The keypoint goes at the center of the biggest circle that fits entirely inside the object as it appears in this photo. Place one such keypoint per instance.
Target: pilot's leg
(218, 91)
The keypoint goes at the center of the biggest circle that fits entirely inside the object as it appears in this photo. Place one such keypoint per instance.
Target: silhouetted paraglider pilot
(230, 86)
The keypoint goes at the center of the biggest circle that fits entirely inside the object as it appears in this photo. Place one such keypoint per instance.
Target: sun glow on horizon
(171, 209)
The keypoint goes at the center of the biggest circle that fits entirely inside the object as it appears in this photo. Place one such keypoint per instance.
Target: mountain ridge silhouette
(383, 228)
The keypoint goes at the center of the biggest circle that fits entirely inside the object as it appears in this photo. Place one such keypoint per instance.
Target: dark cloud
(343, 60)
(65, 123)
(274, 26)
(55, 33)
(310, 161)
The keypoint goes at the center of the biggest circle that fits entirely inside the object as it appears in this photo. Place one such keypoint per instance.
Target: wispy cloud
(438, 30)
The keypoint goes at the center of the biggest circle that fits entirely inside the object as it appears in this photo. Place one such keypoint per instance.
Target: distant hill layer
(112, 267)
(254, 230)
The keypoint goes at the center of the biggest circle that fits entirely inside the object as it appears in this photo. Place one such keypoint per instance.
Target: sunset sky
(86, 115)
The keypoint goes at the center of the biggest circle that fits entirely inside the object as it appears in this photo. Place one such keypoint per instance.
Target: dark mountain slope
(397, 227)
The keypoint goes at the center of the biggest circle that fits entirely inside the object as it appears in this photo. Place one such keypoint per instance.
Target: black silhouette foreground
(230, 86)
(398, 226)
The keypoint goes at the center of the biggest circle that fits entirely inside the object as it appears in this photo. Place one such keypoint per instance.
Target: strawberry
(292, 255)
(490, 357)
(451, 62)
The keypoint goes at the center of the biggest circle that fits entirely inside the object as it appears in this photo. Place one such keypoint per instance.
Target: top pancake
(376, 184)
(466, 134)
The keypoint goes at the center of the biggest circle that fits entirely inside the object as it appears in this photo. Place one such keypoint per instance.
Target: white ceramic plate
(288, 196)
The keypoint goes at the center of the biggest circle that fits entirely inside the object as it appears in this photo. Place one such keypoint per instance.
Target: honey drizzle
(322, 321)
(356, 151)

━━━━━━━━

**What you are asked to do**
Find every line above that contains the string "mountain", treating uppercase and lowercase as different, and copy each of those lines.

**Response to this exercise**
Target: mountain ridge silhouette
Target: dark mountain slope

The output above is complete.